>>>>
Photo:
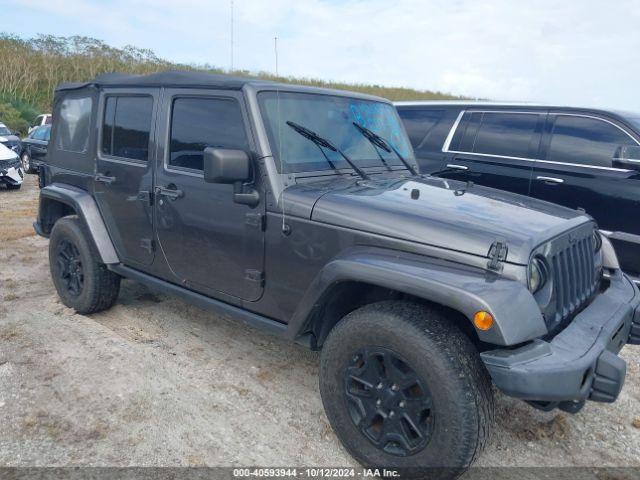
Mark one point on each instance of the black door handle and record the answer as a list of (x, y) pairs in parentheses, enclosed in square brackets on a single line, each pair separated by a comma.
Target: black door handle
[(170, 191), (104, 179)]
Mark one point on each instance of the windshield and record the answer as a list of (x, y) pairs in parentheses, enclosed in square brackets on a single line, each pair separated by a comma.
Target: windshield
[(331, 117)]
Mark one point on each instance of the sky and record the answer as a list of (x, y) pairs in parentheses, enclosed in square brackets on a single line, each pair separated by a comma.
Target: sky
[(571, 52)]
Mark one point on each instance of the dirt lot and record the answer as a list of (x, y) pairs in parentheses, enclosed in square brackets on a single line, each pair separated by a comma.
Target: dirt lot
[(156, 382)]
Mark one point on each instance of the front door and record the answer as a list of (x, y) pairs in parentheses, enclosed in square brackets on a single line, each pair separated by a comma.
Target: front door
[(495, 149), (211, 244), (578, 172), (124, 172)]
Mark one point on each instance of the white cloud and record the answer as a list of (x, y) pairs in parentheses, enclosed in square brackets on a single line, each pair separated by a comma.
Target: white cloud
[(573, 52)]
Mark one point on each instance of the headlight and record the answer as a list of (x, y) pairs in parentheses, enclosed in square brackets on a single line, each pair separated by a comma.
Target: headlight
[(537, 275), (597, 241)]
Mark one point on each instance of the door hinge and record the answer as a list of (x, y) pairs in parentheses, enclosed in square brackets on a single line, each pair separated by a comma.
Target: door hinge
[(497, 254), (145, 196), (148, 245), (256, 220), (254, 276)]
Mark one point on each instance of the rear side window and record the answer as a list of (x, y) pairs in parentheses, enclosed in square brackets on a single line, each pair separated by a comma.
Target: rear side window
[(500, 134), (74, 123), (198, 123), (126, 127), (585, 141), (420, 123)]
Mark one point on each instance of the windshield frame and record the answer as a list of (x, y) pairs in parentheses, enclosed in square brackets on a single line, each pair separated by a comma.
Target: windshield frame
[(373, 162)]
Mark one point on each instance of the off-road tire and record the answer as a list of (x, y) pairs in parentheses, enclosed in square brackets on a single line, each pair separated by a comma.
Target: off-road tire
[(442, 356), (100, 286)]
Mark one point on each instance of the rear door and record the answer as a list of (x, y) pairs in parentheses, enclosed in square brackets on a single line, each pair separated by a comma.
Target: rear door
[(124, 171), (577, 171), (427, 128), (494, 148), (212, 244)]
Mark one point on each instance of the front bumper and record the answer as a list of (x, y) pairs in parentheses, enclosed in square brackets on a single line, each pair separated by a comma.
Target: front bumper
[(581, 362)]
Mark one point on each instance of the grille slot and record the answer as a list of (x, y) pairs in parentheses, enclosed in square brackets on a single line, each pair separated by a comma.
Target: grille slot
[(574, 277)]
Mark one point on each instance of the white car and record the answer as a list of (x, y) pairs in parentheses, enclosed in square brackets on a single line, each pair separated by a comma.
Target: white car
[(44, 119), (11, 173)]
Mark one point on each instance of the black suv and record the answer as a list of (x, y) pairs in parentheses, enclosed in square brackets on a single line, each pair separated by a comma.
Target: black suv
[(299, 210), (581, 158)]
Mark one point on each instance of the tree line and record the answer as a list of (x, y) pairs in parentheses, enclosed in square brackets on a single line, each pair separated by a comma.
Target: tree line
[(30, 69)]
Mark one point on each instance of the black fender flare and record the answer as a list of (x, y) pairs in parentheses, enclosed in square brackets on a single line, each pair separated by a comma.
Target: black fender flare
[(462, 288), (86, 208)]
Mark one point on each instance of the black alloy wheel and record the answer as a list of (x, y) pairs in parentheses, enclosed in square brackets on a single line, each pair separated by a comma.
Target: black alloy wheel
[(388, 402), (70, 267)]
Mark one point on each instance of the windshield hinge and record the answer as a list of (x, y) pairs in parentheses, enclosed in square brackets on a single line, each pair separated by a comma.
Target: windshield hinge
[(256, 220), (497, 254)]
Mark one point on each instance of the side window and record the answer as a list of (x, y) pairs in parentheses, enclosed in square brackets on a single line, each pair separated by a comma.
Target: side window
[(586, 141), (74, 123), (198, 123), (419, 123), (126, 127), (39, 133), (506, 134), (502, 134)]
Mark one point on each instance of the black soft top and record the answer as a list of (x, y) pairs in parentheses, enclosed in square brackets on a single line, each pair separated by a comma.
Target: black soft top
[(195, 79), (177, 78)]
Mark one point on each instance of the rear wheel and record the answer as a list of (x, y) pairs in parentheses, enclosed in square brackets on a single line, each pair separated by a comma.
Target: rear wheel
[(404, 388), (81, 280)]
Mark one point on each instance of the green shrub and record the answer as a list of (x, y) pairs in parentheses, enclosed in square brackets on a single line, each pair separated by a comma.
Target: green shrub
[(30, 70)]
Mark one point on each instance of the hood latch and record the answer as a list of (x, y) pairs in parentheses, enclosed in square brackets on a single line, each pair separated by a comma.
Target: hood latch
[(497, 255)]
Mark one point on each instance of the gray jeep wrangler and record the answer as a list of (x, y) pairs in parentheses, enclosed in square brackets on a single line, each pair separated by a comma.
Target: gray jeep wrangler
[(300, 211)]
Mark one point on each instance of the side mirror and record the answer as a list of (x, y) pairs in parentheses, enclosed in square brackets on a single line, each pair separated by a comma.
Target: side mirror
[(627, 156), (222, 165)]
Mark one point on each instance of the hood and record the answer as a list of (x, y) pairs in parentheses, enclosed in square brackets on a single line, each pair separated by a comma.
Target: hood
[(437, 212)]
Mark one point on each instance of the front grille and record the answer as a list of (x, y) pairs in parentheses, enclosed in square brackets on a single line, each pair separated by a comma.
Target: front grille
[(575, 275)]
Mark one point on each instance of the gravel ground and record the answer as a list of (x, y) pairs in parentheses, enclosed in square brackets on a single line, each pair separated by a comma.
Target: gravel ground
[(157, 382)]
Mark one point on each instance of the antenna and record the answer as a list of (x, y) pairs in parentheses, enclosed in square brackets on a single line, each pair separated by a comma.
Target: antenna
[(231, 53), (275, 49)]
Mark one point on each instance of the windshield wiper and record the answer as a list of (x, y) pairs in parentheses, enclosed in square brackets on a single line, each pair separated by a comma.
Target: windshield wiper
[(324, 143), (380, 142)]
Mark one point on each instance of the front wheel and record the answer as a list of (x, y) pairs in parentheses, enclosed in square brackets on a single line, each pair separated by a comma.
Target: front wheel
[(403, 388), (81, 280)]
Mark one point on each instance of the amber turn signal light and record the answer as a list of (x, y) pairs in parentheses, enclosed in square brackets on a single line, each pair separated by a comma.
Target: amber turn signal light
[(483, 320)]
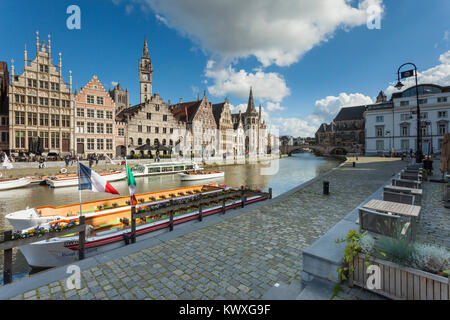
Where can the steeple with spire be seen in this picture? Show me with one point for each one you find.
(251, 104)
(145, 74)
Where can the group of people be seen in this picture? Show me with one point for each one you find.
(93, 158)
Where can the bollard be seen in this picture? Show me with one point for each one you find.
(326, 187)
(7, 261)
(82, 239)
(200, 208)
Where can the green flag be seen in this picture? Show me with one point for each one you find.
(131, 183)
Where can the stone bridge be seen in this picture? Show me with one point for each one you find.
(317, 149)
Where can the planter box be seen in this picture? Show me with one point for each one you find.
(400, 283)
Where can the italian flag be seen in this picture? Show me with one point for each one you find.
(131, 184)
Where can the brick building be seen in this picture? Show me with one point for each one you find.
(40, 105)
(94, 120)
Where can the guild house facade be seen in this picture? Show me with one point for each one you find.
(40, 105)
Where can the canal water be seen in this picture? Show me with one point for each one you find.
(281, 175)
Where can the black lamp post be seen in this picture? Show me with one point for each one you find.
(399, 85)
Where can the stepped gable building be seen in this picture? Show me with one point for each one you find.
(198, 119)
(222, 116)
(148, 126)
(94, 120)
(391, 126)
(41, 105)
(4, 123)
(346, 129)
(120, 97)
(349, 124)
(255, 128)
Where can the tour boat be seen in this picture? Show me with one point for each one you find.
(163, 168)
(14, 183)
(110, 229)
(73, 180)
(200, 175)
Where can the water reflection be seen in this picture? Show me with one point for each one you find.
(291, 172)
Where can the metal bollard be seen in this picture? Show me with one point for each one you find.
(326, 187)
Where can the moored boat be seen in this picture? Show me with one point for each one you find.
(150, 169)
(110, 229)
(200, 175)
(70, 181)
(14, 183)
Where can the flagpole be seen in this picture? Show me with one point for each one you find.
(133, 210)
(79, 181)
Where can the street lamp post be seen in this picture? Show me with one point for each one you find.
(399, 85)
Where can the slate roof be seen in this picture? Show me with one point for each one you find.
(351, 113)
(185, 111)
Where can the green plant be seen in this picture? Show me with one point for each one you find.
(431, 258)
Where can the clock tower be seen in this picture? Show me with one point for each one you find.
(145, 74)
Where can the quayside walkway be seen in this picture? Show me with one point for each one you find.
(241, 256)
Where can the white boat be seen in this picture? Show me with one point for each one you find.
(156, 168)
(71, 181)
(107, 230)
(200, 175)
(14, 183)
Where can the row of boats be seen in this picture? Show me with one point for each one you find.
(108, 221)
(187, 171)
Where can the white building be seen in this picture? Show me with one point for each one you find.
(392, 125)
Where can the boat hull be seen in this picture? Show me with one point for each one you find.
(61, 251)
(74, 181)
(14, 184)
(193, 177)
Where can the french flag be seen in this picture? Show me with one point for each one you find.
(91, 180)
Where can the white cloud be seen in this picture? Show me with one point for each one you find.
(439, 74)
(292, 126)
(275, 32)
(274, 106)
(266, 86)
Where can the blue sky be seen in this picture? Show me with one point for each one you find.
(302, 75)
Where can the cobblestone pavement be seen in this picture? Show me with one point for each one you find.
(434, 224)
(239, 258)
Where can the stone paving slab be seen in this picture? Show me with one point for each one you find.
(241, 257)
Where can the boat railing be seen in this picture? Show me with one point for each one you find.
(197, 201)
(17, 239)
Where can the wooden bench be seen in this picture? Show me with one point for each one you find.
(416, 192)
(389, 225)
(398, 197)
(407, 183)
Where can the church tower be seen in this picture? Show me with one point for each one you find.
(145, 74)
<<<<
▸ GOAL OF THE EXERCISE
All lines from the one containing "Where can the boat railing" to the end of the records are to be duplicated exactly, and no other lines are to be given.

▸ WRITTEN ANSWER
Where can the boat railing be seen in this picture? Show me with one point for each one you find.
(197, 201)
(17, 239)
Where can the wooden bench be seen in this picture? Show me with one point for each one you find.
(416, 192)
(389, 225)
(398, 197)
(407, 183)
Where can the church tower be seen in this picture? Show me with one point for each one you find.
(145, 74)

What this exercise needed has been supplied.